§ Task brief:
Please pick out and copy every line of the material below that contains the word "thankful". Case counts.

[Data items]

- - - - - - -

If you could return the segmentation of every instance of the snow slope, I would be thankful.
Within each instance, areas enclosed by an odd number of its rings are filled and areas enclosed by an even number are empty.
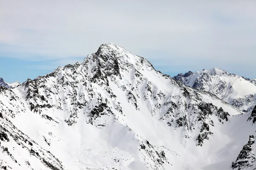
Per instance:
[[[0,113],[7,169],[230,170],[256,135],[252,111],[241,114],[111,43],[0,86]]]
[[[4,86],[7,88],[11,88],[11,86],[6,83],[3,79],[3,78],[0,77],[0,86]]]
[[[255,79],[244,78],[220,68],[189,71],[174,77],[184,84],[206,91],[244,112],[251,110],[256,105]]]

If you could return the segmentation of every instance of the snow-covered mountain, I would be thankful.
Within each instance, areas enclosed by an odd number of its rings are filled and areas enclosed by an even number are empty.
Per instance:
[[[19,82],[16,81],[11,83],[6,83],[9,86],[12,87],[12,88],[15,88],[17,87],[19,85],[20,85],[20,83]]]
[[[3,78],[1,77],[0,77],[0,86],[4,86],[6,87],[6,88],[11,88],[12,87],[3,80]]]
[[[4,86],[6,88],[12,88],[20,85],[20,83],[19,82],[15,82],[12,83],[8,83],[5,82],[3,78],[0,77],[0,86]]]
[[[145,59],[103,44],[82,62],[0,86],[0,167],[249,168],[239,162],[242,151],[255,166],[253,110],[241,114]]]
[[[206,91],[241,110],[248,112],[256,105],[256,81],[231,74],[220,68],[180,74],[177,80]]]

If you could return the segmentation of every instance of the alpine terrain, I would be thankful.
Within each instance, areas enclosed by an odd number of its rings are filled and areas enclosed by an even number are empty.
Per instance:
[[[3,78],[0,77],[0,86],[4,86],[6,88],[12,88],[20,85],[20,83],[19,82],[15,82],[12,83],[8,83],[5,82]]]
[[[174,77],[184,84],[211,92],[243,112],[256,105],[256,80],[232,74],[220,68],[180,74]]]
[[[220,97],[103,44],[82,62],[0,86],[0,168],[256,169],[255,85],[245,80],[233,99],[250,101],[230,105],[221,99],[242,79],[231,78]]]

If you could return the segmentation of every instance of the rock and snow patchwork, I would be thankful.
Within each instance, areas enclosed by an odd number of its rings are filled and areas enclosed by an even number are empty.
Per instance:
[[[20,85],[19,82],[15,82],[12,83],[8,83],[5,82],[3,78],[0,77],[0,86],[4,86],[6,88],[15,88]]]
[[[233,169],[256,170],[254,136],[250,135],[247,144],[243,147],[236,161],[232,162]]]
[[[20,83],[18,81],[16,81],[11,83],[6,83],[9,86],[13,88],[17,87],[18,85],[20,85]]]
[[[113,44],[0,86],[0,166],[13,169],[230,170],[255,135],[251,114]]]
[[[3,79],[3,78],[0,77],[0,86],[5,87],[6,88],[11,88],[12,87],[9,85],[7,83],[6,83]]]
[[[220,68],[180,74],[177,80],[198,89],[206,91],[244,112],[256,105],[256,82]]]

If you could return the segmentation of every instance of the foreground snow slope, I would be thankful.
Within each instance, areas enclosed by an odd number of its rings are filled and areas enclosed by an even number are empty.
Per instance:
[[[81,63],[0,87],[0,167],[7,169],[254,166],[233,165],[255,135],[256,113],[241,114],[113,44]]]
[[[220,68],[204,69],[174,77],[177,80],[198,89],[206,91],[244,112],[256,105],[256,81]]]

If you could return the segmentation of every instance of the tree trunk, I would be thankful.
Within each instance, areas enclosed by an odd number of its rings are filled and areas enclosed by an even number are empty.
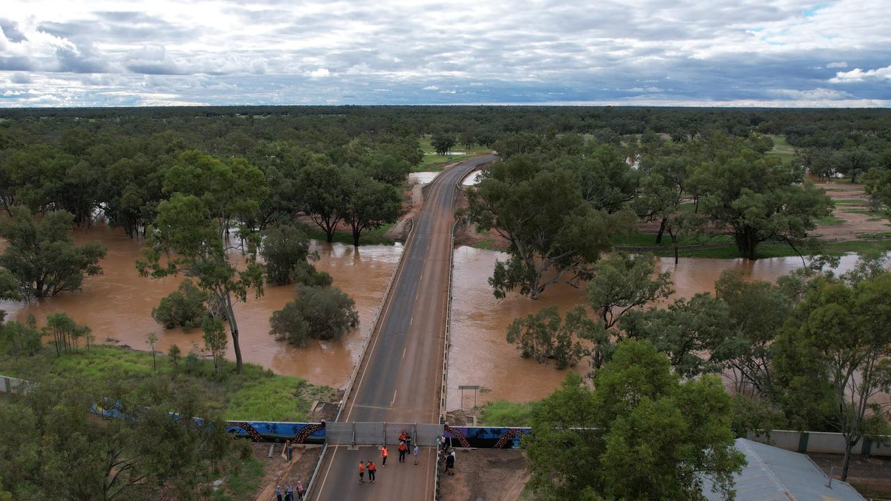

- - - - - - -

§ Result of this task:
If you could return the segmentation of every instance of the snow slope, I would be thankful.
If you could return the segmentation of every instance of the snow-covered mountain, I would be thankful.
If you could return the segmentation of every instance of the alpine terrain, I would be thankful.
If you could return the segmentation of every instance of the rock and snow patchwork, I would be thankful.
If you could return the segmentation of every instance of the foreground snow slope, I would be thankful.
If you could return the segmentation of every instance of the tree trunk, I would be thankful.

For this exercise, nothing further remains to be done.